TO DO.
(1) Answer these from the case study:
(a) What role is listed?
(b) What timeline is given?
(c) With how many supports were weekly team meetings formed?
(2) Please write out the case study word for word, from "With the problem" up to and including "conducted competitor analyses.".

SOURCE EXCERPT.
···

Impact
About the company
Role
UX Lead
Contribution
Research, Strategy, Testing & Design
Team
1 PM, 7 Eng, 5 Supports, Copy & Legal
Timeline
Feb 2024 - May 2024
TL;DR
I'm still working on this case study, but here is the main summary:
Overview
Support teams been receiving an overwhelming volume of tickets from HR/ Benefits admins about struggling to assign tailored benefits to employees.
This Benefits Admin feature has been in maintenance mode following a company re-org.
Problem
The legacy system discouraged Admins to assign customized benefits to multiple workers at once easily and had to assign on a one-by-one basis.
Ultimately resulting in delays, compliance risk, and a poor user experience.
With the problem in mind, we asked:
How might we help Benefits Admins assign customized benefits to their workers at scale - quickly, confidently, and without compliance concerns?
Research, design hurdles & decisions:
With no researchers assigned for this project - in one month, I read through the NPS, customer emails, and formed weekly team meetings with 5 supports to understand (sadly horrible) anecdotes about admins' pains/goals when assigning benefits to employees. I also conducted competitor analyses.

···

RECORDS.

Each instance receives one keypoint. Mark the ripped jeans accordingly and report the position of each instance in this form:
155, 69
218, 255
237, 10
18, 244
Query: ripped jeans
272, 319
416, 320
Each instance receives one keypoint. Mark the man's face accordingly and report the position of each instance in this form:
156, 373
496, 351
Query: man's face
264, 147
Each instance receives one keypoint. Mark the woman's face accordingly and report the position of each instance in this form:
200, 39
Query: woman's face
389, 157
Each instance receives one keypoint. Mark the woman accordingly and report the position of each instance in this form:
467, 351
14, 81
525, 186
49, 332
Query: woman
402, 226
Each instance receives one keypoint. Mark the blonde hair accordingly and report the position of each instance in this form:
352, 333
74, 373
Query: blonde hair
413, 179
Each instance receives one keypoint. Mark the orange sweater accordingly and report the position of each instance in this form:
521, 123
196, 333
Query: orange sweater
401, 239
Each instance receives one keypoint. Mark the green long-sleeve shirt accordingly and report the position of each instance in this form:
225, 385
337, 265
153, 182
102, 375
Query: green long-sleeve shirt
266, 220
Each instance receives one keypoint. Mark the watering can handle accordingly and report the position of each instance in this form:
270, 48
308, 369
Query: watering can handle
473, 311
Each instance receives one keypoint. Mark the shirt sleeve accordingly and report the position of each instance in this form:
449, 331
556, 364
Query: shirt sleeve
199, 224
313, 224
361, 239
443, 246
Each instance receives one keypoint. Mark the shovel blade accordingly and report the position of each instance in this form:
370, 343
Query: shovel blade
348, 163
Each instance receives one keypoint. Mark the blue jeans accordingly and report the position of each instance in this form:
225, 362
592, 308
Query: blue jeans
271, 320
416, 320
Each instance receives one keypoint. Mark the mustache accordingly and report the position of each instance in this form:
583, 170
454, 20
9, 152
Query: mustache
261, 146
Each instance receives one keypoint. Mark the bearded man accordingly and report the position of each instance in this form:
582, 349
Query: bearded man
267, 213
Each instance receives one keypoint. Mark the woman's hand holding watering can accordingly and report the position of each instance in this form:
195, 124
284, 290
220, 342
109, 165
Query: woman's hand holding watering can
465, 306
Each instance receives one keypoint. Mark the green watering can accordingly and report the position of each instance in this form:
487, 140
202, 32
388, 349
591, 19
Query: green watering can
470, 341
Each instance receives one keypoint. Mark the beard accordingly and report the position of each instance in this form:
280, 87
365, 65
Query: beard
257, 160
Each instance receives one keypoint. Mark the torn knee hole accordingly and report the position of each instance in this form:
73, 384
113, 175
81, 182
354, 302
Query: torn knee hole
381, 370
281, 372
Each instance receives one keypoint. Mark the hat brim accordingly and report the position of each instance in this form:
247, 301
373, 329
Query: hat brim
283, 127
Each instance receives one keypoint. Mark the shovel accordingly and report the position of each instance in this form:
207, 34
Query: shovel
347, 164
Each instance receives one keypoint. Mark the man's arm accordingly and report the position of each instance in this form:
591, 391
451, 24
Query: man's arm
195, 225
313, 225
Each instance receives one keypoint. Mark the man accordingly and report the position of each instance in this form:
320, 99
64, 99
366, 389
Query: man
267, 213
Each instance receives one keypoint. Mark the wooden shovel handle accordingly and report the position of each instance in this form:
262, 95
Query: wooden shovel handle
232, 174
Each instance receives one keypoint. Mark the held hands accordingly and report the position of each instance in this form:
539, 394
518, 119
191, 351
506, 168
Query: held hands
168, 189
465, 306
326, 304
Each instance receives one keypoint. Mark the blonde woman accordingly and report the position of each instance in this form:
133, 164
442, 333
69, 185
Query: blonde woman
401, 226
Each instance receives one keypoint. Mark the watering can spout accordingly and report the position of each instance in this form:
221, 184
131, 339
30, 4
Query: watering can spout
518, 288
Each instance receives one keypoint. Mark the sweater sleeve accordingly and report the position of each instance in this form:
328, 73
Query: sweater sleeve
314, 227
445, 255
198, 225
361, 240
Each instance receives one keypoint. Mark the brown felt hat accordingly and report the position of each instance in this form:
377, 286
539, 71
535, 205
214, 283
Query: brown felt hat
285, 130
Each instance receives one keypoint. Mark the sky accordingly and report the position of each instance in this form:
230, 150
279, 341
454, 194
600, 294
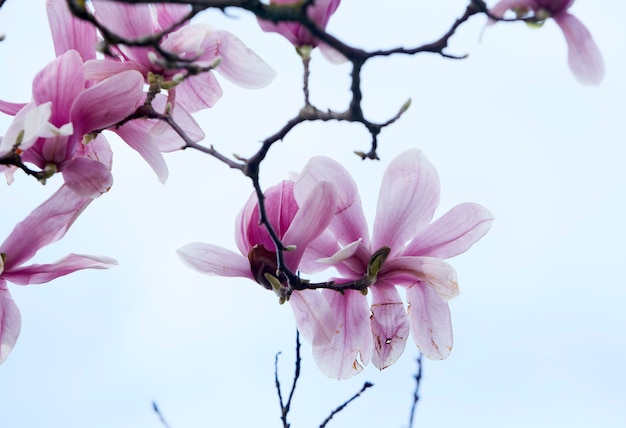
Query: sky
540, 331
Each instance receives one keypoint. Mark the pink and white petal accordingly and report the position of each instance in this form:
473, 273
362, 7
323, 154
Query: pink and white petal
45, 224
409, 195
213, 260
61, 81
584, 57
350, 349
39, 274
134, 133
313, 217
349, 223
452, 234
10, 322
314, 318
390, 325
107, 102
69, 32
87, 177
439, 275
431, 326
198, 92
239, 64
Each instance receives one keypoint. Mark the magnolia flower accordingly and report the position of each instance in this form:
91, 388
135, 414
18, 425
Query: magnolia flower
408, 252
46, 224
195, 42
320, 13
297, 224
584, 57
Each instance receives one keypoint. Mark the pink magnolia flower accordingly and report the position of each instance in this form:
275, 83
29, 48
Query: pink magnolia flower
195, 42
297, 225
414, 247
584, 57
320, 13
46, 224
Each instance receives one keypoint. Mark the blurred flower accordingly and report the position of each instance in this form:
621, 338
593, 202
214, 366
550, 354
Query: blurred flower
405, 250
46, 224
584, 57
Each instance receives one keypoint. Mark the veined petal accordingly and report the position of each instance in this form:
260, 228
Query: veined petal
69, 32
351, 347
454, 233
409, 194
10, 322
431, 326
46, 224
584, 57
39, 274
390, 325
436, 273
214, 260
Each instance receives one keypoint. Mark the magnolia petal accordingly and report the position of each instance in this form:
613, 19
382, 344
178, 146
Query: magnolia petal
69, 32
214, 260
39, 274
46, 224
431, 326
10, 322
351, 346
107, 102
87, 177
452, 234
314, 318
439, 275
390, 325
584, 57
409, 194
310, 221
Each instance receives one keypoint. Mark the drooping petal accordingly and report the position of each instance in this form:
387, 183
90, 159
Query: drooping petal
39, 274
69, 32
107, 102
214, 260
314, 318
409, 194
390, 324
439, 275
351, 347
454, 233
583, 56
87, 177
46, 224
10, 322
431, 326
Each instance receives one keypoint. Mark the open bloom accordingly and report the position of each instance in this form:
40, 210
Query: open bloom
46, 224
409, 249
584, 57
297, 224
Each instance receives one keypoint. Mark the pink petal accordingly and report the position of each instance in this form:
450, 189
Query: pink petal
214, 260
390, 325
429, 316
39, 274
69, 32
46, 224
107, 102
408, 197
87, 177
10, 322
452, 234
584, 57
351, 347
439, 275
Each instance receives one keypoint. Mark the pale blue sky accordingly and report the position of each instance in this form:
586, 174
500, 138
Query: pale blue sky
540, 335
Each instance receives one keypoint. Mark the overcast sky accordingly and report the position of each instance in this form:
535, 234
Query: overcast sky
539, 326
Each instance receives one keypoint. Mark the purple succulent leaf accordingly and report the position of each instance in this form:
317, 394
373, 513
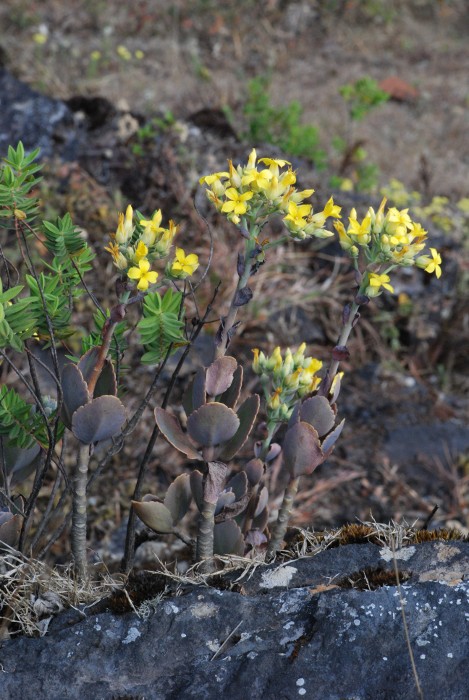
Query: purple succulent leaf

···

SOLUTIONS TO THE EXERCISE.
(1)
(a) UX Lead
(b) Feb 2024 - May 2024
(c) 5

(2)
With the problem in mind, we asked:
How might we help Benefits Admins assign customized benefits to their workers at scale - quickly, confidently, and without compliance concerns?
Research, design hurdles & decisions:
With no researchers assigned for this project - in one month, I read through the NPS, customer emails, and formed weekly team meetings with 5 supports to understand (sadly horrible) anecdotes about admins' pains/goals when assigning benefits to employees. I also conducted competitor analyses.